BEGIN Stored rows
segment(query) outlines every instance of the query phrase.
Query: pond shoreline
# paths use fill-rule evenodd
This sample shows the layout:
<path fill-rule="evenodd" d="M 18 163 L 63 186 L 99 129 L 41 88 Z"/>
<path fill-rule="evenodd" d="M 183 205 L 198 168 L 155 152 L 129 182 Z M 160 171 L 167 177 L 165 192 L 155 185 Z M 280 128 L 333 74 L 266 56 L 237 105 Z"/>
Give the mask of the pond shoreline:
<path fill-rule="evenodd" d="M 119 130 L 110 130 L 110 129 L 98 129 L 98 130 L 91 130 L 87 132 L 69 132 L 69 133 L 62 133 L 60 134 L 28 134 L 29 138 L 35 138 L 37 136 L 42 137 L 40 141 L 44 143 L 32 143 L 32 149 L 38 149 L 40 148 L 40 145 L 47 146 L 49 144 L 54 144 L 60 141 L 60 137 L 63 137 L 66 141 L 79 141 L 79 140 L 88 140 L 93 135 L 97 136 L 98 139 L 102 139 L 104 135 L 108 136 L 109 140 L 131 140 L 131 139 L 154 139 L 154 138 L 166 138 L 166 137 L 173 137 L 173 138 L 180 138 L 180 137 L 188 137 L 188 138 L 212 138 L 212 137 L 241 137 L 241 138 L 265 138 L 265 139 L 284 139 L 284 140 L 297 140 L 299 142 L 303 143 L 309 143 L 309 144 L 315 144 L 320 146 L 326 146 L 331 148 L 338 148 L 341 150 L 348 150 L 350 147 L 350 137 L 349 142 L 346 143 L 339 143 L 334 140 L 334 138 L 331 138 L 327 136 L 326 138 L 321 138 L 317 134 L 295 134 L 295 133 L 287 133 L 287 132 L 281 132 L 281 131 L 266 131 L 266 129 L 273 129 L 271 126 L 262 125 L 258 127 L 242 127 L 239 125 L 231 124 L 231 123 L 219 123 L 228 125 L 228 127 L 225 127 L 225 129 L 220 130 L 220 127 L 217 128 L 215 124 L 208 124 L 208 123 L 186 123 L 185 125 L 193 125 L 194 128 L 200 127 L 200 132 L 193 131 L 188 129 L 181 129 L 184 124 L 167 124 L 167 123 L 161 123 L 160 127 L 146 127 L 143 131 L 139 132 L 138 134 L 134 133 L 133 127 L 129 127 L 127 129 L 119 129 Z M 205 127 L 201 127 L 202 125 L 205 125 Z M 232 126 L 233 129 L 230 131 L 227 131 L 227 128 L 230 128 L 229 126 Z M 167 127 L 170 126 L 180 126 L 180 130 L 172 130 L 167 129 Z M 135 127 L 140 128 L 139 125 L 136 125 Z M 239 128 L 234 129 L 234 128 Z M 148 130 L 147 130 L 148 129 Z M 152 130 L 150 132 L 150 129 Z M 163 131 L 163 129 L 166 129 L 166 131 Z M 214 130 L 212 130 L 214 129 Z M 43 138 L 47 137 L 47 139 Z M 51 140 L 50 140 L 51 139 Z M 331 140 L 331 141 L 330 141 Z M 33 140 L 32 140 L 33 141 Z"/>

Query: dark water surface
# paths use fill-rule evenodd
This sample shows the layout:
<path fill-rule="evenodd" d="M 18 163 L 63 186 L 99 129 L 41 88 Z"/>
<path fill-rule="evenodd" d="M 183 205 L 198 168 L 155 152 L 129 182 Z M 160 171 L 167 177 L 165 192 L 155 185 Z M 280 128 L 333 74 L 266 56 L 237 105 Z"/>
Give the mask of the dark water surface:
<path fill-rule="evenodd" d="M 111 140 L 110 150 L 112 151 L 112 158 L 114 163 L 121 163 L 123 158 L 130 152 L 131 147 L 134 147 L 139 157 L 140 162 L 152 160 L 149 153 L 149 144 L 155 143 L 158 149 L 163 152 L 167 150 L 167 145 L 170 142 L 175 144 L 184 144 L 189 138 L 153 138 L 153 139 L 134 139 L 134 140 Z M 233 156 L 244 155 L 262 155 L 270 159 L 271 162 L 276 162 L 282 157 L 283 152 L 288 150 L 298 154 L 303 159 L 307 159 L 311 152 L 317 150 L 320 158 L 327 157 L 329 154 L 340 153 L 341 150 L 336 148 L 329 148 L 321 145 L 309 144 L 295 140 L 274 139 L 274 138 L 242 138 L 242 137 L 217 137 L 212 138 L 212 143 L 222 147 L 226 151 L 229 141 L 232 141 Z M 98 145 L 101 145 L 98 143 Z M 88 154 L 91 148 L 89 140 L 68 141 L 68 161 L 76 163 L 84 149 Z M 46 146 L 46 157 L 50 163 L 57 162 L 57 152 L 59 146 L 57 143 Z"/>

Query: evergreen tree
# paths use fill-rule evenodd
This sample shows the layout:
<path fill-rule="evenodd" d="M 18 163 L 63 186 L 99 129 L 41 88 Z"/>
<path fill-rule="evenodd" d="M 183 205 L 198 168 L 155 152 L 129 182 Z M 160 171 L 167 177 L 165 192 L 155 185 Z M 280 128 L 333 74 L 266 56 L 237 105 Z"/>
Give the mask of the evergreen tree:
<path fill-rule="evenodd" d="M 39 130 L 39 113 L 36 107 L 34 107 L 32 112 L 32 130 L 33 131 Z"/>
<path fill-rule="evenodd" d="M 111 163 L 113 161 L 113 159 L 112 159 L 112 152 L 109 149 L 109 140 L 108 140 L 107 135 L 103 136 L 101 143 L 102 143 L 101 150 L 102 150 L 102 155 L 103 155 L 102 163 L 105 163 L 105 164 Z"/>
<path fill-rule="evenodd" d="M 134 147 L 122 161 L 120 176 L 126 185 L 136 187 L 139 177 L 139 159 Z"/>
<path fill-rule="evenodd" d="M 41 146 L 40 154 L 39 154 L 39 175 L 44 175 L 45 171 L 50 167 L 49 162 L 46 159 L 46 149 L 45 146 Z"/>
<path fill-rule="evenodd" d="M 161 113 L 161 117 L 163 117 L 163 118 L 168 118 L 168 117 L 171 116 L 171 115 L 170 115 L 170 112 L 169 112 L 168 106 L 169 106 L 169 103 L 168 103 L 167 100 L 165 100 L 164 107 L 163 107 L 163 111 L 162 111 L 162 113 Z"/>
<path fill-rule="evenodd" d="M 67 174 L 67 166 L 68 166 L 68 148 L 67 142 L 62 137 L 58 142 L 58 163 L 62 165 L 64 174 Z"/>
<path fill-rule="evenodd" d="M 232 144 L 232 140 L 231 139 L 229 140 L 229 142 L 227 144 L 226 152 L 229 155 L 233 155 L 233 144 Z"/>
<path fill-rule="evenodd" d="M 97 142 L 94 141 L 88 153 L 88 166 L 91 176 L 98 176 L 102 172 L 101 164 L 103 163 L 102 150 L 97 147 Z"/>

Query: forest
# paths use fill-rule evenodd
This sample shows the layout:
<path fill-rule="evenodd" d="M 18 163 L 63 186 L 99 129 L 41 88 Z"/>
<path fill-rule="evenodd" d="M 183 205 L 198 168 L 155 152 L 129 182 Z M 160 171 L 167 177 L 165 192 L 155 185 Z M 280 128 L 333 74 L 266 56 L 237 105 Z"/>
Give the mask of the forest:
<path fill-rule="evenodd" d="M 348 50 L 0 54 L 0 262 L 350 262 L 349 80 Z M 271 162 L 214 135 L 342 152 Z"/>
END Stored rows
• [Set exercise]: List every line of the data above that contains the string "surface". Case counts.

• [Full solution]:
Query: dark water surface
Give the mask of the dark water surface:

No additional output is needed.